- **Set task**
In the passage below about Coach Shaughnessy, which two Troy athletes does it name as NFL first-round draft picks?

For the past 20 years, Coach Shaughnessy has dedicated himself to building a stronger athlete for Troy and beyond. His office is littered with photos of former Trojan athletes that have come through his gym. Two of those athletes happen to be NFL first round draft picks, DeMarcus Ware (2005) and Leodis McKelvin (2008). They account for 2 of 9 active Troy Trojans in the NFL today.

For obvious reasons, D-Ware has a couple more photos in Coach Shaughnessy’s office after Super Bowl 50. However, had the Broncos lost to the Panthers last February, it would be reasonable to assume a photo of Mario Addison, who plays for Carolina, holding up the Lombardi Trophy would have looked just as good. Two players from a smaller school like Troy University playing on the NFL’s biggest stage is pretty impressive. But this wasn’t the first time there has been Troy Trojans on this stage.

“When the Giants won the Super Bowl we had three (players) on that team. We had Jerrel (Jernigan), Lawrence Tynes and Osi (Umenyiora). Three guys from Troy on a Super Bowl team, that’s unheard of.”

Osi Umenyiora

Osi Umenyiora

The New York Giants saw the talent that was coming out of Troy, Alabama and capitalized on it. Auburn University, on the other hand, did not have the same foresight. The Tigers’ coaching staff was unable to see what they had in their own backyard. They passed up on Auburn High School (AL) football prospects like DeMarcus Ware and Osi Umenyiora. Both players signed with Troy University, were trained by Richard Shaughnessy, selected in the NFL draft and became Super Bowl Champions.

- **Data entries**
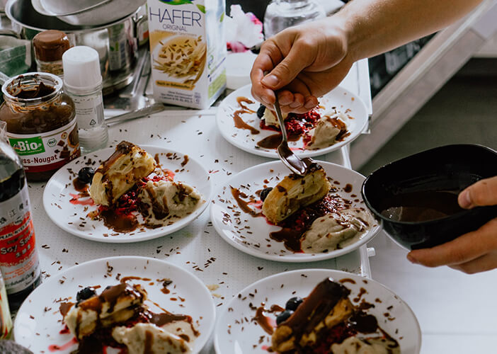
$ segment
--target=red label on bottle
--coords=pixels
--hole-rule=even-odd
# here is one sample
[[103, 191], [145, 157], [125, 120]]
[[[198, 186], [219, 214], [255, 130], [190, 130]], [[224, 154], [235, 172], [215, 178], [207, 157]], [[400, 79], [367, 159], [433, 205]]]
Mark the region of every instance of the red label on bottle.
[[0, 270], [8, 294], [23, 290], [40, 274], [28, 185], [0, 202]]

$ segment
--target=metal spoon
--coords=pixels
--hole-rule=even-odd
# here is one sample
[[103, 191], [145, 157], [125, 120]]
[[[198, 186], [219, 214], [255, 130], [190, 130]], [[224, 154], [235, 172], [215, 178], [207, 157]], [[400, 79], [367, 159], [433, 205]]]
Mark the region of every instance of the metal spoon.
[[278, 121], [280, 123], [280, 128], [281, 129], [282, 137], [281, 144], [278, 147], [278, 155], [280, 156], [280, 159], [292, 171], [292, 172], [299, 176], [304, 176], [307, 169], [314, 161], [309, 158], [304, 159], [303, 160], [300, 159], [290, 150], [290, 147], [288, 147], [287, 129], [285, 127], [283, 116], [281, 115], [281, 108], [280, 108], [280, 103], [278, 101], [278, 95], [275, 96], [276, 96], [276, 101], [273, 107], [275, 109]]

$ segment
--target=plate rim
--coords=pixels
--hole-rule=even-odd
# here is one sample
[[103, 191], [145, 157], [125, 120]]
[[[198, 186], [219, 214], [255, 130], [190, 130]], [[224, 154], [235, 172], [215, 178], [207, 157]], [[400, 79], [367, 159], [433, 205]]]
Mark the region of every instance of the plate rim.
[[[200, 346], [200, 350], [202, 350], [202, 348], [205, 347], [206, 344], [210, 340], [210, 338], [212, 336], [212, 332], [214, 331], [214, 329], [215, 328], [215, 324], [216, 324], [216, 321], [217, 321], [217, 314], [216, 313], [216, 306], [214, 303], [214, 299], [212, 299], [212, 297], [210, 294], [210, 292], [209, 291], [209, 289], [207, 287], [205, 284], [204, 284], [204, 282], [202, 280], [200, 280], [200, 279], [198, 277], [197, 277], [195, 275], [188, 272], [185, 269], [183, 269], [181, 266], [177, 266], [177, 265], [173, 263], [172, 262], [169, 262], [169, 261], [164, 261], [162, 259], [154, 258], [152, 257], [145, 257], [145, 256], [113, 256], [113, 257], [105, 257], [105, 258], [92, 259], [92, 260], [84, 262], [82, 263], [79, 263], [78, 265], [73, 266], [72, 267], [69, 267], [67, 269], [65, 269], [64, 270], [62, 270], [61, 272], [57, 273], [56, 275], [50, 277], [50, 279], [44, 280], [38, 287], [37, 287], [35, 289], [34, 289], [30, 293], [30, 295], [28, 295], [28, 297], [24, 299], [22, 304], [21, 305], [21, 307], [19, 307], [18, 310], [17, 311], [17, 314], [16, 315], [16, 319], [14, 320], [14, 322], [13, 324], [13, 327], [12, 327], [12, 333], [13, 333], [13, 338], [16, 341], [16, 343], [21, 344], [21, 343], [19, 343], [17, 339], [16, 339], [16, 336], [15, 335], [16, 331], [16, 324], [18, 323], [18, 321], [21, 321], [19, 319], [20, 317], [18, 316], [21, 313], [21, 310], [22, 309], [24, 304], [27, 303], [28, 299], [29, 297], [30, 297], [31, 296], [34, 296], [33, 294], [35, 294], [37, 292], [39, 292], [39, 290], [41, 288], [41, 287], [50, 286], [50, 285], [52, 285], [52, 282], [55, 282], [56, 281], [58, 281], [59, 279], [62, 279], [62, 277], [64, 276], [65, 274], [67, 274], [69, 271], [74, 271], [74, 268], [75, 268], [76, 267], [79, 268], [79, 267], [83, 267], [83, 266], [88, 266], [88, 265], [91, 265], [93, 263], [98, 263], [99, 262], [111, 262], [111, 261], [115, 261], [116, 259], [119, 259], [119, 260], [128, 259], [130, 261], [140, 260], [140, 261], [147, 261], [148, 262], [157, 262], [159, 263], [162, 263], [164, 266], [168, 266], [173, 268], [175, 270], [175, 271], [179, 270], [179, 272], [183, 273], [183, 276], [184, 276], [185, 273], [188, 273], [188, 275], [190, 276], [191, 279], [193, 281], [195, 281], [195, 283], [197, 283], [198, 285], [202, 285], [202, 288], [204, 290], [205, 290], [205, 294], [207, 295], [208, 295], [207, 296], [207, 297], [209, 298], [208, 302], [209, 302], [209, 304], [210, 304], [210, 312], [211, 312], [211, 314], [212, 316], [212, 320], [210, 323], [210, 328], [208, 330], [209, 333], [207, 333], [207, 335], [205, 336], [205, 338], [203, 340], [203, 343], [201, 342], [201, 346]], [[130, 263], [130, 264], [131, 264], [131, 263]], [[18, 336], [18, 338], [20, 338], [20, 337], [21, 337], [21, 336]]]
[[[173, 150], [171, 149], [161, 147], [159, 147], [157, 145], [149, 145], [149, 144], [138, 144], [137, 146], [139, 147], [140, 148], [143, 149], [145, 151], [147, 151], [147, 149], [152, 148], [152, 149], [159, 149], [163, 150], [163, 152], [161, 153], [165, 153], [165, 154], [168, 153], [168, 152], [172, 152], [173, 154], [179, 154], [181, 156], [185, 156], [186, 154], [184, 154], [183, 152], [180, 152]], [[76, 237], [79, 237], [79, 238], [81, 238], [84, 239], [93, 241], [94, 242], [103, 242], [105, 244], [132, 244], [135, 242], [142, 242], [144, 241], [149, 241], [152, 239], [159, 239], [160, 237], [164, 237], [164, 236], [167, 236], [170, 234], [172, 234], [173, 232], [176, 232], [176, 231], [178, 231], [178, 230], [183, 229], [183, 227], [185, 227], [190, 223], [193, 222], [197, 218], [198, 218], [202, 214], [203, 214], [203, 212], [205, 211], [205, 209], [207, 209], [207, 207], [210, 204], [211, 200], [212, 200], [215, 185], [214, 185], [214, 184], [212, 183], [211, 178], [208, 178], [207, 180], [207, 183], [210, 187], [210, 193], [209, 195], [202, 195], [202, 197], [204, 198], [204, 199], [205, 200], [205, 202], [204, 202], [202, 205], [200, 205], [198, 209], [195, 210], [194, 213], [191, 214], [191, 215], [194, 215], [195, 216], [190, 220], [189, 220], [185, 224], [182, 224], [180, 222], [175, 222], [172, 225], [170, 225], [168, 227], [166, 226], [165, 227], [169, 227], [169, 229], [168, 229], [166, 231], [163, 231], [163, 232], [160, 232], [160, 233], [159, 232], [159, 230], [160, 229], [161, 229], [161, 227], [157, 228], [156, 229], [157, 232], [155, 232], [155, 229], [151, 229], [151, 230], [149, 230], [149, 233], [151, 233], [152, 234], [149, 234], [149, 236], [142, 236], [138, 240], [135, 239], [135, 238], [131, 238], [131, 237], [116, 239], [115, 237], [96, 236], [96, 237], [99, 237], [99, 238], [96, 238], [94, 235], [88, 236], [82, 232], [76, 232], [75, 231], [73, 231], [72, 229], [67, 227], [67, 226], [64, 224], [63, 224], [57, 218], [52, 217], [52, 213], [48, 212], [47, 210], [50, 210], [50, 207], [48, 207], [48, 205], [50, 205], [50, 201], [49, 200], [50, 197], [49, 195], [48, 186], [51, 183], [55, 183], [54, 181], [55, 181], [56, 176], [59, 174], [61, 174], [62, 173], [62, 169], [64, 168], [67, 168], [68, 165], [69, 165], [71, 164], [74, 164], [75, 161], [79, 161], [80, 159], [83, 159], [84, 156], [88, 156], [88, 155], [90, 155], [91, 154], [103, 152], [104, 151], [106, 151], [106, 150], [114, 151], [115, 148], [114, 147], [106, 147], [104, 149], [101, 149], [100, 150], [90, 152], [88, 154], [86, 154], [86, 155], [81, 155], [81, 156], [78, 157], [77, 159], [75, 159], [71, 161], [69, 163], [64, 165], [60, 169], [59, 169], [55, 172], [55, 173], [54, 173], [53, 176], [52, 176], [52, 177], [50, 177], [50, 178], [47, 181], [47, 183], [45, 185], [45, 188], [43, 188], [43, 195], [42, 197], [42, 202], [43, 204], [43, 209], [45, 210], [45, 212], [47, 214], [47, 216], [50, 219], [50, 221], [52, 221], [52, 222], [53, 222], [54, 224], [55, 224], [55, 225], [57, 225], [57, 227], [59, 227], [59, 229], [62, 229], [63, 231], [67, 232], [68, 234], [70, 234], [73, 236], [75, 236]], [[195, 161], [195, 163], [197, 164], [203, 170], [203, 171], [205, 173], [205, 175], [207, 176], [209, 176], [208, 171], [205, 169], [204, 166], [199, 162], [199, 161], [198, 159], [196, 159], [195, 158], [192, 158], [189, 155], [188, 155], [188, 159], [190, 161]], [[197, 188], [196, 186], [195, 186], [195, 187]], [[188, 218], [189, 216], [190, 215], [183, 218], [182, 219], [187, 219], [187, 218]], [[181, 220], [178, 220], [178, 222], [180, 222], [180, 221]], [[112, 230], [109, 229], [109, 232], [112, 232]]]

- **Completed task**
DeMarcus Ware (2005) and Leodis McKelvin (2008).